Page extract
--- START ---
What to Do on Valentine's Day When You're Single_Header

If you’re unattached this year, it’s probably hard to fathom what to do about Valentine’s Day as retail and media forces bombard you with romantic, sappy advertisements and messages. Even more difficult is understanding how to survive the barrage of greeting cards that read, “You complete me” or “Our two hearts beat as one.”

Whether you are unattached by circumstance – or by choice – this February 14th, your first priority is to nurture and love your SELF. The more you neglect your own identity, the more potential relationships will suffer, and the greater the likelihood you will look to a future partner for your self-worth. This is a sure recipe for failure.

The following seven tips are guaranteed to help you make the most of your solo Valentine’s Day this year.

     1. Celebrate Being a Whole Person

Stop believing the lie that your life is incomplete without a significant other.  While having the right partner is a gift that will enhance you, being individually whole is essential for that to happen.

   2. Value Your Own Company

Be your own best date this Valentine’s Day by giving to your SELF. Go buy yourself the chocolates and that something special you have been putting off. You deserve it.

     3. Accept The Losses of Relationships Gone Wrong

Be patient.  There are plenty of Valentine’s Days in your lifetime to find a loved one and get it right.
--- END ---
Material provided
--- START ---
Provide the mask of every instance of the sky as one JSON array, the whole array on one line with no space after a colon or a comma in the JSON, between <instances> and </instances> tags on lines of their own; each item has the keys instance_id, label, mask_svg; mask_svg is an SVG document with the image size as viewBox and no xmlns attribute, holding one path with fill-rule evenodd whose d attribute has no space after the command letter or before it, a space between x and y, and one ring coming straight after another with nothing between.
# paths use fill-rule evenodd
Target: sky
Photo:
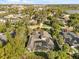
<instances>
[{"instance_id":1,"label":"sky","mask_svg":"<svg viewBox=\"0 0 79 59\"><path fill-rule=\"evenodd\" d=\"M79 0L0 0L0 4L79 4Z\"/></svg>"}]
</instances>

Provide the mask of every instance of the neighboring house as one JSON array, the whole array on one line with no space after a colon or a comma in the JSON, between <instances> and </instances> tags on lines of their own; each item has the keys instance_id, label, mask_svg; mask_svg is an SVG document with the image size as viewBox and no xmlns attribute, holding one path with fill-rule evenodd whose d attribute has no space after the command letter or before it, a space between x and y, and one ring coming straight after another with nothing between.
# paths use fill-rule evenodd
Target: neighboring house
<instances>
[{"instance_id":1,"label":"neighboring house","mask_svg":"<svg viewBox=\"0 0 79 59\"><path fill-rule=\"evenodd\" d=\"M7 43L7 38L4 33L0 33L0 41L2 42L2 46L6 45Z\"/></svg>"},{"instance_id":2,"label":"neighboring house","mask_svg":"<svg viewBox=\"0 0 79 59\"><path fill-rule=\"evenodd\" d=\"M0 22L1 22L1 23L6 23L6 20L0 19Z\"/></svg>"},{"instance_id":3,"label":"neighboring house","mask_svg":"<svg viewBox=\"0 0 79 59\"><path fill-rule=\"evenodd\" d=\"M48 32L35 30L29 35L27 48L29 51L47 52L54 48L54 43Z\"/></svg>"}]
</instances>

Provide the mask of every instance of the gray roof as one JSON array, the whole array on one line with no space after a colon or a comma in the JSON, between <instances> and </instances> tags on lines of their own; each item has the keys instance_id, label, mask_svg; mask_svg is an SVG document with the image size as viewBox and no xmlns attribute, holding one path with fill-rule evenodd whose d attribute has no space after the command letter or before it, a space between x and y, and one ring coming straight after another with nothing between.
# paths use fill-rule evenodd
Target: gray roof
<instances>
[{"instance_id":1,"label":"gray roof","mask_svg":"<svg viewBox=\"0 0 79 59\"><path fill-rule=\"evenodd\" d=\"M52 37L46 31L33 31L30 34L27 48L29 51L49 51L53 49Z\"/></svg>"}]
</instances>

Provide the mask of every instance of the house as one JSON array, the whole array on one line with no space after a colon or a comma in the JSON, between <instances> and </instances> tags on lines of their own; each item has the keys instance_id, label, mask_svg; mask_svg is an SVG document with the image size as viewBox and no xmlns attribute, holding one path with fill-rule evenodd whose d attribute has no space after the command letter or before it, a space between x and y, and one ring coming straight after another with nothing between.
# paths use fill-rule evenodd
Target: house
<instances>
[{"instance_id":1,"label":"house","mask_svg":"<svg viewBox=\"0 0 79 59\"><path fill-rule=\"evenodd\" d=\"M63 32L63 37L65 39L65 43L68 43L70 46L79 46L79 37L75 33Z\"/></svg>"},{"instance_id":2,"label":"house","mask_svg":"<svg viewBox=\"0 0 79 59\"><path fill-rule=\"evenodd\" d=\"M29 51L47 52L54 48L54 43L48 32L44 30L34 30L29 35L27 48Z\"/></svg>"}]
</instances>

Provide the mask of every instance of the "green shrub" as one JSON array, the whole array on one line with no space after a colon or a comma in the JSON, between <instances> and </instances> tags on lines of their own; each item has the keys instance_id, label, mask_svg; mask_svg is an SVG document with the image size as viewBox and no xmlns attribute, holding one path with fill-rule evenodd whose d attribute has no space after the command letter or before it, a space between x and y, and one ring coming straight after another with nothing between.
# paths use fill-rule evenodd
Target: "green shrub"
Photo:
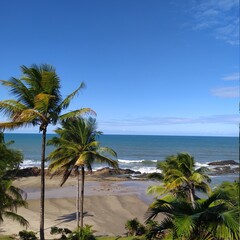
<instances>
[{"instance_id":1,"label":"green shrub","mask_svg":"<svg viewBox=\"0 0 240 240\"><path fill-rule=\"evenodd\" d=\"M93 235L95 231L92 230L91 225L85 225L83 228L79 228L73 231L70 236L69 240L96 240L96 237Z\"/></svg>"},{"instance_id":2,"label":"green shrub","mask_svg":"<svg viewBox=\"0 0 240 240\"><path fill-rule=\"evenodd\" d=\"M138 221L137 218L128 220L125 224L125 229L128 231L128 236L141 236L146 232L145 227Z\"/></svg>"},{"instance_id":3,"label":"green shrub","mask_svg":"<svg viewBox=\"0 0 240 240\"><path fill-rule=\"evenodd\" d=\"M36 233L32 231L23 230L20 231L18 234L21 240L37 240Z\"/></svg>"},{"instance_id":4,"label":"green shrub","mask_svg":"<svg viewBox=\"0 0 240 240\"><path fill-rule=\"evenodd\" d=\"M58 227L51 227L51 235L55 235L55 234L61 234L61 237L59 239L61 240L65 240L67 239L67 235L72 233L71 230L69 230L68 228L58 228Z\"/></svg>"}]
</instances>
--- END ---
List of tasks
• 1. Reproduce the part of the Valentine's Day article that opens with the words containing "Be your own" and closes with "get it right.".
• 2. Translate this sentence from the Valentine's Day article into Spanish: "Stop believing the lie that your life is incomplete without a significant other."

Exercise answers
• 1.
Be your own best date this Valentine’s Day by giving to your SELF. Go buy yourself the chocolates and that something special you have been putting off. You deserve it.

     3. Accept The Losses of Relationships Gone Wrong

Be patient.  There are plenty of Valentine’s Days in your lifetime to find a loved one and get it right.

• 2. Deja de creer la mentira de que tu vida está incompleta sin una pareja.